• **Instrucciones**: Reproduce textualmente y completo el texto sobre el malestar de Cristina con Alberto.

• **Texto proporcionado**:
============
El malestar de Cristina es mayúsculo. La foto no la tomó por sorpresa, sin embargo. Adquiere relevancia ahora una escena de febrero de 2020, que en su momento contó un hombre clave del Frente de Todos. Alberto llevaba casi tres meses a cargo. El Gobierno aún desconfiaba de que el coronavirus que arrasaba en algunos países llegaría con fuerza al país. El primer mandatario todavía confiaba en que podría cumplir su promesa de llenar la heladera de los argentinos y la convivencia en la alianza oficialista transitaba en paz. Esa presunta calma comenzó a resquebrajarse cuando Cristina vio algo que no le gustó.
No lo vio, en verdad. Se lo contaron o vaya a saberse de qué modo obtuvo información tan precisa. “Díganle a Alberto que pare”, le pidió la vicepresidenta a un importante funcionario. Se refería a algunos hábitos de su socio. Le fastidiaban ciertos desórdenes que, según ella -y así lo planteó-, no respetaban la investidura presidencial.
Los encuentros en la casa donde viven el Presidente y la Primera Dama, como todo el mundo acaba de descubrir, no cesaron ni en la etapa más estricta del encierro. ¿Cristina también estaba al tanto de eso? A juzgar por quienes hablan con ella de estas cuestiones si no lo sabía con exactitud al menos lo sospechaba.
============
• **Registros**:
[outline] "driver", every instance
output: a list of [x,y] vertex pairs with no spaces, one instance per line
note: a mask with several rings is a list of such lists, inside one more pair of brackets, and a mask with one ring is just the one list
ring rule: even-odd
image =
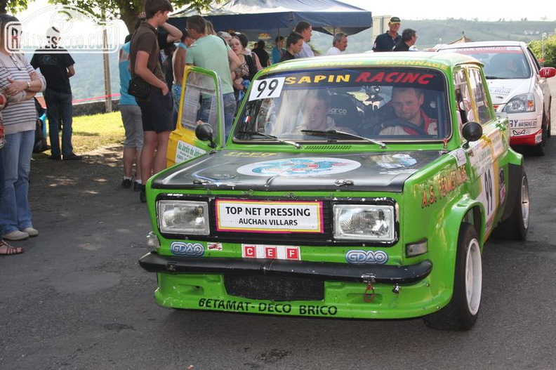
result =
============
• **Tu respuesta**:
El malestar de Cristina es mayúsculo. La foto no la tomó por sorpresa, sin embargo. Adquiere relevancia ahora una escena de febrero de 2020, que en su momento contó un hombre clave del Frente de Todos. Alberto llevaba casi tres meses a cargo. El Gobierno aún desconfiaba de que el coronavirus que arrasaba en algunos países llegaría con fuerza al país. El primer mandatario todavía confiaba en que podría cumplir su promesa de llenar la heladera de los argentinos y la convivencia en la alianza oficialista transitaba en paz. Esa presunta calma comenzó a resquebrajarse cuando Cristina vio algo que no le gustó.
No lo vio, en verdad. Se lo contaron o vaya a saberse de qué modo obtuvo información tan precisa. “Díganle a Alberto que pare”, le pidió la vicepresidenta a un importante funcionario. Se refería a algunos hábitos de su socio. Le fastidiaban ciertos desórdenes que, según ella -y así lo planteó-, no respetaban la investidura presidencial.
Los encuentros en la casa donde viven el Presidente y la Primera Dama, como todo el mundo acaba de descubrir, no cesaron ni en la etapa más estricta del encierro. ¿Cristina también estaba al tanto de eso? A juzgar por quienes hablan con ella de estas cuestiones si no lo sabía con exactitud al menos lo sospechaba.